**Your goal:**
Print the lines below exactly as they appear, starting at the line that contains "of the main" and ending at the line that contains "x=62, y=462", with both of those lines included.

* BEGIN Given records *

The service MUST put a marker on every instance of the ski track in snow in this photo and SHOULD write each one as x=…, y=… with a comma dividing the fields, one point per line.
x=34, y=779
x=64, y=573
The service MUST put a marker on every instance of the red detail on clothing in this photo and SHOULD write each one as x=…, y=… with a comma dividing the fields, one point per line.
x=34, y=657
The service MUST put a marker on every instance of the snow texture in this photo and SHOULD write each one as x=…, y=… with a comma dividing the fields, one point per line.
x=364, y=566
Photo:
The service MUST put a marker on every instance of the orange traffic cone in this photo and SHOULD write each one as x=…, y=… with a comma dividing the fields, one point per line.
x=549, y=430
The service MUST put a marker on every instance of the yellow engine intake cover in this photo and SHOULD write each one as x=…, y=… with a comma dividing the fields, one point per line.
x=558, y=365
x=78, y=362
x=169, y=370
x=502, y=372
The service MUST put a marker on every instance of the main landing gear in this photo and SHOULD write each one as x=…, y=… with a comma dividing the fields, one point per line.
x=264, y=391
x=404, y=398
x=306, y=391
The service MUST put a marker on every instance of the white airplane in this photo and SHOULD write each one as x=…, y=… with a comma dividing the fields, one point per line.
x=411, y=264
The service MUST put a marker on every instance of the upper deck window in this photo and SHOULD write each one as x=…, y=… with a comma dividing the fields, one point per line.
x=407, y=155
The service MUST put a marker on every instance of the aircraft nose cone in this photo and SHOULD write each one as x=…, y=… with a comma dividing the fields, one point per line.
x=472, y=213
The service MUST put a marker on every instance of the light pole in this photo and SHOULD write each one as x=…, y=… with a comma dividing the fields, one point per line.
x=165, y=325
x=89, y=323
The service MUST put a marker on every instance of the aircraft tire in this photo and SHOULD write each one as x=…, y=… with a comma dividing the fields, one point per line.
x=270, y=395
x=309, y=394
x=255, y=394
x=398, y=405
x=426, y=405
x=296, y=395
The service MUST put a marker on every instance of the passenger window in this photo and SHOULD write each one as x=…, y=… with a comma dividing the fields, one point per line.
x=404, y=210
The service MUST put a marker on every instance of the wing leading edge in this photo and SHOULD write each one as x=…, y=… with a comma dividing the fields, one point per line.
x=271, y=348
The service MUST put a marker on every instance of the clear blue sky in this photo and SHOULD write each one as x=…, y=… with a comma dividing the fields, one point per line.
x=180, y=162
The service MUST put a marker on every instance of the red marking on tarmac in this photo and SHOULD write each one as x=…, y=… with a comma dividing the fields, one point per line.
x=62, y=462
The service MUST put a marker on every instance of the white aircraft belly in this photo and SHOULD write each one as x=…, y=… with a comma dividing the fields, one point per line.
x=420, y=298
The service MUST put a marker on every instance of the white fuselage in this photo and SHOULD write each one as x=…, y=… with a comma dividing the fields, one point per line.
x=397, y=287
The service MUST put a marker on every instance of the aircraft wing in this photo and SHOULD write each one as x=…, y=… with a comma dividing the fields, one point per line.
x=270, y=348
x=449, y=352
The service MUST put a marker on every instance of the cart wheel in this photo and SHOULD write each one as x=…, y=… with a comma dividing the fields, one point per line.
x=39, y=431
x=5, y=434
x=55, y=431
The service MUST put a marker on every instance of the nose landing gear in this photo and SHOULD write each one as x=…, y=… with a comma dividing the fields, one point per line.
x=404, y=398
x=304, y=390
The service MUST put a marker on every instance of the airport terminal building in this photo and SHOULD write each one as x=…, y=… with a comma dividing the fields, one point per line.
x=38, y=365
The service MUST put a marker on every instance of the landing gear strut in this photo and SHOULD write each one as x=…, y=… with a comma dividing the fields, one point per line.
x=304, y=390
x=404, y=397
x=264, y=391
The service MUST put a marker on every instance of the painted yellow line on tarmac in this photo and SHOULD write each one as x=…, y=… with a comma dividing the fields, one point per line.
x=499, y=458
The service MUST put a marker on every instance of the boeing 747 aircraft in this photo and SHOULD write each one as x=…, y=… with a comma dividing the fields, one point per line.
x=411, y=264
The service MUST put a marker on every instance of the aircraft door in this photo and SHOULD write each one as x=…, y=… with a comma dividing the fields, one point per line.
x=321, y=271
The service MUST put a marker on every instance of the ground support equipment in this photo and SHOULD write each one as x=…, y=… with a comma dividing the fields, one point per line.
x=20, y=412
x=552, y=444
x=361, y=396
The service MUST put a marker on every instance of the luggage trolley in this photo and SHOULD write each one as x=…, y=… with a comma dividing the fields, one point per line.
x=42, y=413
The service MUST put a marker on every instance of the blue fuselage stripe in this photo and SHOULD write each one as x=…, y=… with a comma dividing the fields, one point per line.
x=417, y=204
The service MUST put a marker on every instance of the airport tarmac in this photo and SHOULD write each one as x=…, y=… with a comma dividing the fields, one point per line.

* END Given records *

**Answer below:**
The service MUST put a marker on every instance of the main landing gear in this photo and SHOULD write each one as x=…, y=… with a comma dividing the fields, one point per line.
x=264, y=391
x=404, y=398
x=306, y=391
The service MUST put a marker on every instance of the white airplane in this photo and SHOULD write each one as x=…, y=… with a comma dividing the fields, one point per line.
x=411, y=264
The service MUST put a marker on every instance of the upper deck window in this photo and SHOULD write each one as x=…, y=… with a comma dividing the fields, one point per line.
x=407, y=155
The service MUST put a marker on every instance of the aircraft nose cone in this photo and SHOULD write each one as x=…, y=… with a comma dividing the fields, one point per line.
x=472, y=213
The service MUST put a marker on every instance of the light pole in this photo and SHOULD write each one as x=…, y=… with a comma dividing the fields, one point per line.
x=165, y=325
x=89, y=323
The service MUST put a marker on every instance of the aircraft tire in this photo and SHOULD write each one as x=…, y=… with a comma dividing the fields, one point per line.
x=270, y=395
x=309, y=394
x=255, y=394
x=398, y=405
x=426, y=405
x=296, y=395
The service MUST put a marker on every instance of the passenger window in this photo and SHOULD write each one as x=…, y=… with a comma dividing the fields, one point per line.
x=404, y=210
The service MUST put a marker on every instance of the wing leading edge in this photo and SHOULD write each one as x=…, y=… with a comma dividing the fields, one point per line.
x=271, y=348
The service MUST put a marker on every instance of the clear blue sky in this photo and SHOULD write each one as x=…, y=… with a comma dividing the fields, one point per line.
x=180, y=162
The service MUST put a marker on every instance of the red marking on tarmac in this photo and SHOULD write each one as x=…, y=… with a comma dividing the fields, one point per line.
x=62, y=462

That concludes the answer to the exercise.